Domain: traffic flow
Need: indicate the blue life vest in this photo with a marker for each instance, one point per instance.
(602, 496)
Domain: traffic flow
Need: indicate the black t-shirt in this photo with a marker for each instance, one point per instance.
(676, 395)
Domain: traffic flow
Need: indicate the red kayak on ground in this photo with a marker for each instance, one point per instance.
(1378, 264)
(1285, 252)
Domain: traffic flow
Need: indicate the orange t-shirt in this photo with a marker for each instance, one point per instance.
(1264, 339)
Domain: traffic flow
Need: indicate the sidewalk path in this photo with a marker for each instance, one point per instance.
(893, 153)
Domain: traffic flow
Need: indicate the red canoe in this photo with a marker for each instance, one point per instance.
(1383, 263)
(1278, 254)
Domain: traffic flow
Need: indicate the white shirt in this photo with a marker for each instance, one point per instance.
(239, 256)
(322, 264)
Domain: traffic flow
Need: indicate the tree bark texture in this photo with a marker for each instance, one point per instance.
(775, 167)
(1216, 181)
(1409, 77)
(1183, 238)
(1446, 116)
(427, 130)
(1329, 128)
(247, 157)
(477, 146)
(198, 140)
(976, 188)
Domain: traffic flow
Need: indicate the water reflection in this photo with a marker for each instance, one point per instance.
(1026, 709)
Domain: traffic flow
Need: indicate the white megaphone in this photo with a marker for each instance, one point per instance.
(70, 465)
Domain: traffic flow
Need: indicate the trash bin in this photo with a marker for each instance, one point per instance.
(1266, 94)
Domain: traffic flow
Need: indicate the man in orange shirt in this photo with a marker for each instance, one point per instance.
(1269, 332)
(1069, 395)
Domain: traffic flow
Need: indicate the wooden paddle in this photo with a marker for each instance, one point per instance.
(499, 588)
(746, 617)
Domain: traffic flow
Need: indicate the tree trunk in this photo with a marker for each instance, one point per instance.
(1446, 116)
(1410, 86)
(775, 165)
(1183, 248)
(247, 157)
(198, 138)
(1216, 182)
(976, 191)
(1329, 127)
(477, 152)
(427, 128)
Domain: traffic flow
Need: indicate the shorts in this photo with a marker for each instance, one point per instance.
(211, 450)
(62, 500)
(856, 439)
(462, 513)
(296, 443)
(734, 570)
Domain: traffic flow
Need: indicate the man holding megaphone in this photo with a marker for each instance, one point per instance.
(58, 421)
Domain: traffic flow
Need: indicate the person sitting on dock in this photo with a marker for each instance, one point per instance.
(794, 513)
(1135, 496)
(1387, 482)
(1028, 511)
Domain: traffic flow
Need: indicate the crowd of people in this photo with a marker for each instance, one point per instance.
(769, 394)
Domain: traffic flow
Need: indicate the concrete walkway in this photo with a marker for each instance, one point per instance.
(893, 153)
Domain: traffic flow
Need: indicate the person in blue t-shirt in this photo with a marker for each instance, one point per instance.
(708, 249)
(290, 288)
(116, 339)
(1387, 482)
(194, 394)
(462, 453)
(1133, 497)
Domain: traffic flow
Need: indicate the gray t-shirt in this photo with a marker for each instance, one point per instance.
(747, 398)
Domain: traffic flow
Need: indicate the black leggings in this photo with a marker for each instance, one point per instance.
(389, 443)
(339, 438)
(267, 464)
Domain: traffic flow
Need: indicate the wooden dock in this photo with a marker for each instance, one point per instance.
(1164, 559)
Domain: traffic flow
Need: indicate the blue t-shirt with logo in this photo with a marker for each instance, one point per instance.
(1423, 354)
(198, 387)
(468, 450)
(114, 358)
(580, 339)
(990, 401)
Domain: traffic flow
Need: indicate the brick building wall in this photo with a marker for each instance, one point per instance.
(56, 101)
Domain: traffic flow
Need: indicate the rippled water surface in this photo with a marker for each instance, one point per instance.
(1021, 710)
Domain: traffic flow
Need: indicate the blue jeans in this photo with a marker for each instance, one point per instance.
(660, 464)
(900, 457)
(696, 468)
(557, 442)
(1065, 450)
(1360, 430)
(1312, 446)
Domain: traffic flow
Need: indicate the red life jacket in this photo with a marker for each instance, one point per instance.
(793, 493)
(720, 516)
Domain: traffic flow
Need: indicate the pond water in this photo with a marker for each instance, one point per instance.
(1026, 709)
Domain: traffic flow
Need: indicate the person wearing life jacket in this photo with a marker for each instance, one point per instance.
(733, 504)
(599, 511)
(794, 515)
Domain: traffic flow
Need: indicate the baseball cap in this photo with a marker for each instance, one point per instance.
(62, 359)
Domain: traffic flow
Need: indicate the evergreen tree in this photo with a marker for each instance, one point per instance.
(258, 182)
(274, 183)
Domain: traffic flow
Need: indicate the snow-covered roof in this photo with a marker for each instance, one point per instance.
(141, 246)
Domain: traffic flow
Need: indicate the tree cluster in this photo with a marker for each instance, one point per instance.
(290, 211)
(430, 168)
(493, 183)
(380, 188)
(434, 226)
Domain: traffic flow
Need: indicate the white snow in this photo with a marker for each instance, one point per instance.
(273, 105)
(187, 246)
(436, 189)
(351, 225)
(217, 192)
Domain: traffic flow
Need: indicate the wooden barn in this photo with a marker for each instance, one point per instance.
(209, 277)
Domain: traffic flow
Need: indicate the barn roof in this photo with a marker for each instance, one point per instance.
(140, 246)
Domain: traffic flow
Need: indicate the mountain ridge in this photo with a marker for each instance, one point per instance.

════════════════════

-- To be done --
From the listing above, reproduce all the lines exactly.

-- Task result --
Domain: traffic flow
Need: indicate the blue life vest in this photo with a marker for each instance, one point per instance.
(602, 496)
Domain: traffic flow
Need: indicate the black t-shirt in this photo with a marker for each instance, one point per instance.
(676, 395)
Domain: traffic flow
Need: indicate the red kayak on ground in this photo with a marker for each instance, one point per instance.
(1378, 264)
(1285, 252)
Domain: traffic flow
Need: indicate the orange t-shirt in this photo with a marker for each instance, one point per instance.
(1264, 339)
Domain: traffic flow
Need: indicate the sidewalk path in this photo with a marker for each instance, one point per instance.
(893, 153)
Domain: traffic flow
Need: indicate the red canoe in this photo with a marker for each instance, one point per instance.
(1383, 263)
(1278, 254)
Domain: traffic flow
Need: indicate the white shirt in this photo with a marker for each instance, one point per instance.
(239, 256)
(322, 264)
Domain: traffic flow
Need: indicate the tree bark texture in this photo with a marker for each instance, one point per instance.
(775, 167)
(1216, 181)
(1409, 77)
(1183, 238)
(1446, 116)
(427, 130)
(1329, 128)
(247, 157)
(477, 146)
(198, 140)
(976, 188)
Domain: traffic flow
Need: indicate the water reflection in this photo with a marker for each instance, one point per instance.
(1026, 709)
Domain: traffic flow
Need: indicate the white megaphone in this photo with a marker for each instance, one point per instance.
(70, 465)
Domain: traffic flow
Need: indicate the trash bin in this photo with a marker for each instance, one point per instance.
(1266, 94)
Domain: traffic flow
Need: indicate the man in orange shirt in this photo with a marker for each instance, one point per instance.
(1269, 332)
(1069, 395)
Domain: traffic flow
Need: indicate the wooden paddle in this photo with a marker for each instance, one point per instance.
(499, 588)
(746, 617)
Domain: traffic flow
Need: indicate the tree trunk in this photo with a marker for each instance, one point per instance.
(1446, 116)
(1410, 86)
(775, 165)
(1183, 248)
(247, 157)
(198, 138)
(1216, 182)
(976, 191)
(1329, 127)
(477, 152)
(427, 128)
Domain: traffic flow
Need: indicate the shorts in this photo with a marker for each instance, one point per instance.
(211, 450)
(62, 500)
(856, 439)
(462, 513)
(296, 443)
(734, 570)
Domain: traffic flow
Need: indicate the man holding megaphone in this photo with a marker for each instance, one point per instance.
(58, 421)
Domain: traffic flow
Need: indicate the person sitting on dock in this photo with a marker for each instance, one point per instance.
(794, 513)
(1135, 496)
(1387, 482)
(1028, 511)
Domain: traffic flow
Need: indicate the crowd of people in this photo with a marker for each instance, one point per instance.
(769, 394)
Domain: traffic flow
Need: indicate the concrete walkway in this photo with a marker for each instance, one point per instance.
(893, 153)
Domain: traffic flow
Need: indicate the person in blue t-shirt in this photo with a marker for each instance, one point per instance.
(708, 249)
(290, 288)
(116, 339)
(1387, 482)
(194, 394)
(462, 453)
(1133, 497)
Domain: traffic flow
Need: indicate the gray t-shirt in this photo with a marker for each instance, one point per instance.
(747, 398)
Domain: traffic flow
Need: indicate the black leggings in this photo with a marker for each instance, one point per instance.
(389, 443)
(339, 438)
(267, 464)
Domain: traffic flow
Need: indicate the wooden dock in this photo with a marker for each instance, one point per instance.
(1164, 559)
Domain: traffic flow
Need: indicate the blue t-shirt with logo in this photo with a marker for each instance, one point per instance.
(1423, 354)
(198, 387)
(468, 450)
(114, 358)
(580, 339)
(990, 401)
Domain: traffic flow
Need: indicate the brick building wall in this photo with a marker for each instance, one point per instance.
(56, 101)
Domain: traffic flow
Need: indicate the rippled water surface in this photo with a marker for each instance, one point per instance.
(1021, 710)
Domain: traffic flow
Need: indicate the blue jeans in this photo with a marker for each instance, one point per instance.
(660, 464)
(900, 457)
(696, 468)
(557, 442)
(1065, 450)
(1360, 430)
(1312, 446)
Domain: traffic flow
Need: indicate the red life jacket in this photo with a marker for each instance, one point per instance.
(793, 493)
(720, 516)
Domain: traffic flow
Need: indicate the pond water in this photo with a marker for each instance, one point per instance.
(1026, 709)
Domain: traffic flow
Need: indicate the person wearing life jacket in this photo with a marker for each instance, one point per instance.
(733, 504)
(599, 511)
(794, 515)
Domain: traffic flow
Need: indicate the baseball cap in this photo with a marker for each instance, one point per instance.
(62, 359)
Domain: traffic flow
Need: indicate the evergreen tree in this photo with a marker for each instance, one point per instance.
(258, 182)
(274, 183)
Domain: traffic flow
Need: indicate the snow-covered roof in this photo with a marker for each instance, one point per instance.
(141, 246)
Domain: traffic flow
Need: indicate the tree cluster in this photo with a marker for each instance, one point per instance.
(290, 211)
(430, 168)
(493, 183)
(380, 188)
(434, 226)
Domain: traffic flow
Need: indicate the white snow in this photo with a marker for each instance, one point per instance.
(273, 105)
(187, 246)
(436, 189)
(351, 225)
(217, 192)
Domain: traffic flow
Need: indicate the wooden barn in this photo with a marker for each instance, one point per instance.
(209, 277)
Domain: traffic flow
Need: indicate the barn roof in this photo with a marker for each instance, one point per instance.
(140, 246)
Domain: traffic flow
Need: indicate the mountain ridge in this photo with a marker for each instance, one point per instance.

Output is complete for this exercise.